- **Description of the task**
Show each line of the records below that contains the word "camouflage", copying every such line in full.
=====
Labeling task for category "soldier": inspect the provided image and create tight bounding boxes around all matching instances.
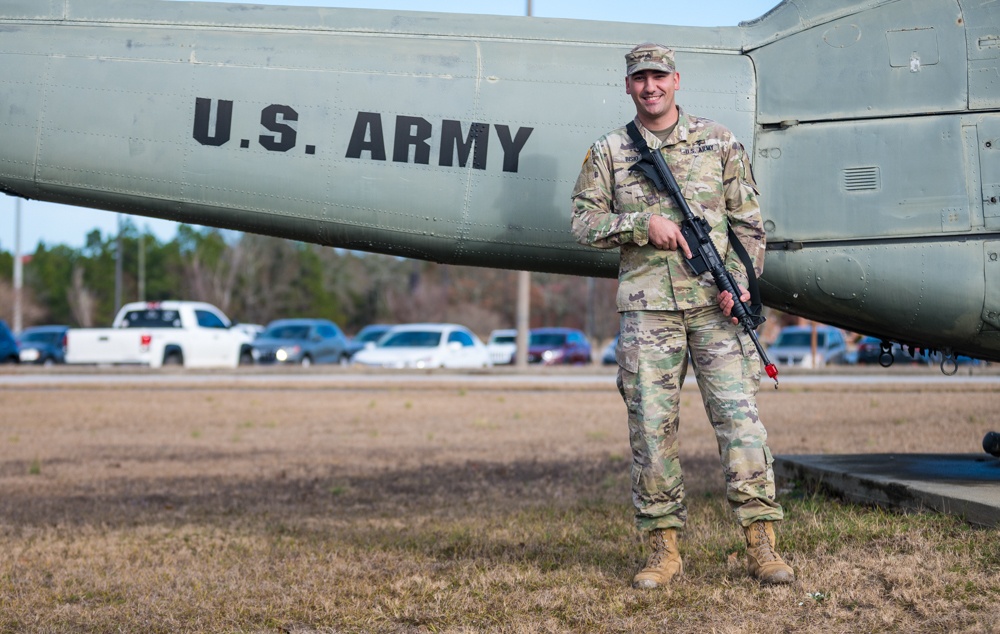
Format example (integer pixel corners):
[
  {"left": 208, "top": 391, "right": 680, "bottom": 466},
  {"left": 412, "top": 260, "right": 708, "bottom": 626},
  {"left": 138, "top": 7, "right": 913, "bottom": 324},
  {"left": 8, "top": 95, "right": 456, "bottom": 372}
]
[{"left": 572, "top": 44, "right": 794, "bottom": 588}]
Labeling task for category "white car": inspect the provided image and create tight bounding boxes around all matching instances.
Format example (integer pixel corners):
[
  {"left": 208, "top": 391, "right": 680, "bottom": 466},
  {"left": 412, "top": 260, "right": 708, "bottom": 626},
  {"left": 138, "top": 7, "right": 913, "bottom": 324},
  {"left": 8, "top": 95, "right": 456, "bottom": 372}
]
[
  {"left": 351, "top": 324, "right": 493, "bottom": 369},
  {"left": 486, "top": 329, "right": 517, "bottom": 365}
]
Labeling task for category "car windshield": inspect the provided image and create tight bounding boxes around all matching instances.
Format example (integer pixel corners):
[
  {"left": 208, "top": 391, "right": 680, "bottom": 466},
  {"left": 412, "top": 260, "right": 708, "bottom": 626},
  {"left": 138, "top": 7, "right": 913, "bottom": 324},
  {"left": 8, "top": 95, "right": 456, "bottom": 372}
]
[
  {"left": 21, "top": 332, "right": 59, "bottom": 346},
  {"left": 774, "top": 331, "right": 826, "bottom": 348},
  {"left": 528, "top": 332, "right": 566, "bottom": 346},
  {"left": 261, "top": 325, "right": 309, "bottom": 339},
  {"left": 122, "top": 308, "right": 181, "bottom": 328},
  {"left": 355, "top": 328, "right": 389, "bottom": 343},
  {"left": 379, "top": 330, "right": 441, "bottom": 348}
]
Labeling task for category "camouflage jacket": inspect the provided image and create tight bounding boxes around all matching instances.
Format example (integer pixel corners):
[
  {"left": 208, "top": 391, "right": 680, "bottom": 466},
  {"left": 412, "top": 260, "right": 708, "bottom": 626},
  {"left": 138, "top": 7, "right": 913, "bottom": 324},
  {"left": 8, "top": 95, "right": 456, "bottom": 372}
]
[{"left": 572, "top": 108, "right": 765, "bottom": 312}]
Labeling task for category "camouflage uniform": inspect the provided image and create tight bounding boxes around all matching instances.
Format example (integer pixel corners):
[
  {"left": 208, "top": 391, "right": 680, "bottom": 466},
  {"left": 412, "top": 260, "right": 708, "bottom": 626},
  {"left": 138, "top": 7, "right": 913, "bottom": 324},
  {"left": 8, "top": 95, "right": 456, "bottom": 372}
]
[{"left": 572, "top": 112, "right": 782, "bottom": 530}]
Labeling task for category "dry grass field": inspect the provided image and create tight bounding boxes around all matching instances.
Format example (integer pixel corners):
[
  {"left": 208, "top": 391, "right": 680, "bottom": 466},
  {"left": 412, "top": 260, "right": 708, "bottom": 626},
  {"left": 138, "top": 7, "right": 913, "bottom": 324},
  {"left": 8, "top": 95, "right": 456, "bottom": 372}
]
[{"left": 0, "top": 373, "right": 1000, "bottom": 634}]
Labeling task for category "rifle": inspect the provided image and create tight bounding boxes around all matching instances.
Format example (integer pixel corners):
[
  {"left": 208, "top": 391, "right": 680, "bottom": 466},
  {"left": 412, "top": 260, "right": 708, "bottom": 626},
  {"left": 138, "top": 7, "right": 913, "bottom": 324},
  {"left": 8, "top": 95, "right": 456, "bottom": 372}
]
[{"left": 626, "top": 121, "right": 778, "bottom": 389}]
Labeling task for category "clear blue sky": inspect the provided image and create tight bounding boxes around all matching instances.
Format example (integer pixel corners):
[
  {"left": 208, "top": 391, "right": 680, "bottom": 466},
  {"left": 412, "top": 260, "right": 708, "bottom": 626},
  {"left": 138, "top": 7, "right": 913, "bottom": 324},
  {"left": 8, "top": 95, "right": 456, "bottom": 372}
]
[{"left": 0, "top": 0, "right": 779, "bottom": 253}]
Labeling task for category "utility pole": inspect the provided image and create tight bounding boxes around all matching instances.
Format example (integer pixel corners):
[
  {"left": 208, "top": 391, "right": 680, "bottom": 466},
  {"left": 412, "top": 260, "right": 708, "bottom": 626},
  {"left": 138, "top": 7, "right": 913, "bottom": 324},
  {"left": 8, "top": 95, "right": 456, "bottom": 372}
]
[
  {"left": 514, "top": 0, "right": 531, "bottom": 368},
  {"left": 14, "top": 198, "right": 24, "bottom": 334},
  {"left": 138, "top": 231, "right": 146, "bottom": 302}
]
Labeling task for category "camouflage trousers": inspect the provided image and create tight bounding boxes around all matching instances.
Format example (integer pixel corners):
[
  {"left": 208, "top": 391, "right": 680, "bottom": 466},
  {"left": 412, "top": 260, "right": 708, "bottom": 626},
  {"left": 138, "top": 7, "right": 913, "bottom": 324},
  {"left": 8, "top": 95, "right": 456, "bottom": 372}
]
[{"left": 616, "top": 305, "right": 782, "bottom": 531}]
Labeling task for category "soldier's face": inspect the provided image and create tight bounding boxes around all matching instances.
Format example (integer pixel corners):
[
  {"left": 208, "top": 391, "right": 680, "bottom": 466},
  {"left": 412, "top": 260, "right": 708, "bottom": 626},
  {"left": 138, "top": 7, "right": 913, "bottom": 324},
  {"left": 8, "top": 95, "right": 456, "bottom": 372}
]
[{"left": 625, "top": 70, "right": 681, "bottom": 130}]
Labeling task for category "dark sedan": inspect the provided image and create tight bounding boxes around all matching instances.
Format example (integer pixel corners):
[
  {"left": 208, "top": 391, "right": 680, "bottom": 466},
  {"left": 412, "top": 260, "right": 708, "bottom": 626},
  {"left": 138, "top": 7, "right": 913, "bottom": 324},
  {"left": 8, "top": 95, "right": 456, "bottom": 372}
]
=====
- **Result of this task**
Labeling task for category "camouflage jacket": inspect the provided image and create tight bounding boxes around all matching instances.
Labeling task for category "camouflage uniform": inspect the provided image and create tight bounding boxes around all matching instances.
Labeling task for category "camouflage trousers": inspect the provided image and create tight bounding boxes around all matching instances.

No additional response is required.